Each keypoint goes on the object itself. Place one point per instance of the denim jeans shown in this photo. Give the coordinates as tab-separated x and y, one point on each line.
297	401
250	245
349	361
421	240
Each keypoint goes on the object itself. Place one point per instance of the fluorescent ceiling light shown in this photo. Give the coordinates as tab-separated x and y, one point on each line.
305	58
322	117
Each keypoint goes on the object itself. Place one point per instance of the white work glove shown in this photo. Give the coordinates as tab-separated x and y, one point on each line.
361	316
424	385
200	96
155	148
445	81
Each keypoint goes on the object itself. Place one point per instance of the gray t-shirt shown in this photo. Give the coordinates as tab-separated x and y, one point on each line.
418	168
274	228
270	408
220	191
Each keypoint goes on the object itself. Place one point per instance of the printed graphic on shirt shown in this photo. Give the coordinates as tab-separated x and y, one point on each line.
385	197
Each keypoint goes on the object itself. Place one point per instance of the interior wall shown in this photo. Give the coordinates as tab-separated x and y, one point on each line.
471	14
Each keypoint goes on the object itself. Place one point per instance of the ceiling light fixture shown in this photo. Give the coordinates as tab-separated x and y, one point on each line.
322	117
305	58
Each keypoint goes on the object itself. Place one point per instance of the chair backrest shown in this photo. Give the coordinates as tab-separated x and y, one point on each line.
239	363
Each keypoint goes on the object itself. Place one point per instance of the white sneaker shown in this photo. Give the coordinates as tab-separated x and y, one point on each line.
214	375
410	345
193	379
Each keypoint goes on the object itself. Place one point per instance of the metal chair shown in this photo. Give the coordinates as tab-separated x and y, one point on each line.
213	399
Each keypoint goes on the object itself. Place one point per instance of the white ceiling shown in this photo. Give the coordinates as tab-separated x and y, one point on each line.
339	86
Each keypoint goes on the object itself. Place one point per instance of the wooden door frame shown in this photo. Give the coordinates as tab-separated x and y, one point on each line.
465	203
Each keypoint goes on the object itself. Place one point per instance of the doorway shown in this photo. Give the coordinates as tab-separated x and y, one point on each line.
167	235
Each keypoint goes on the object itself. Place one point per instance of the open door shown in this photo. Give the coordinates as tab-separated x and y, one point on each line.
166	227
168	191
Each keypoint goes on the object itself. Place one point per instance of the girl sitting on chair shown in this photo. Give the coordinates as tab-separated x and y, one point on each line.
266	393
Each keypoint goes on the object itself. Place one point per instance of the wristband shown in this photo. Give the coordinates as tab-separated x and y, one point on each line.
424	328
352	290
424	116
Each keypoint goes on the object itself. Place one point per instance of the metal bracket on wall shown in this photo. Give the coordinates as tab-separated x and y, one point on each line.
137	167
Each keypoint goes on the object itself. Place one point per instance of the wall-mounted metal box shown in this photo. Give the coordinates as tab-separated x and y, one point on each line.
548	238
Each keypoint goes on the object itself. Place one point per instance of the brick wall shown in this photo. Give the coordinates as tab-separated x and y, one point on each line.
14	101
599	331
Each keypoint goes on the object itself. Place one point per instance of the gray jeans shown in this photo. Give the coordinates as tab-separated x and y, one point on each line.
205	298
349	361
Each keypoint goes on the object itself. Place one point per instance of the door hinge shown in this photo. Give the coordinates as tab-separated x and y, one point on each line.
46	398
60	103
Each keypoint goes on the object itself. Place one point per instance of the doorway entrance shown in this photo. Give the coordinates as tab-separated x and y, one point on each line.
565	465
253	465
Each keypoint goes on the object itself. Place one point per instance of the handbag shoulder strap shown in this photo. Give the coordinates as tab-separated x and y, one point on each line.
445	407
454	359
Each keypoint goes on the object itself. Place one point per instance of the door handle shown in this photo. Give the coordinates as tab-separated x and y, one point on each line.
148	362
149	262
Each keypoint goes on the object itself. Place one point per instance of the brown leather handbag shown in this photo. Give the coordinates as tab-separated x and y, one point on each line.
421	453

****************************************

Objective: Starting with the line that contains "of the brown" and going on through the end of the data, write those lines again with "brown leather handbag" replaced by "tan leather handbag" and everything else unchanged.

Exercise output:
Each keypoint goes on the object itself. Place one point per instance of the tan leather handbag shown in this photo. Give the coordinates as tab-separated x and y, one point on each line.
421	453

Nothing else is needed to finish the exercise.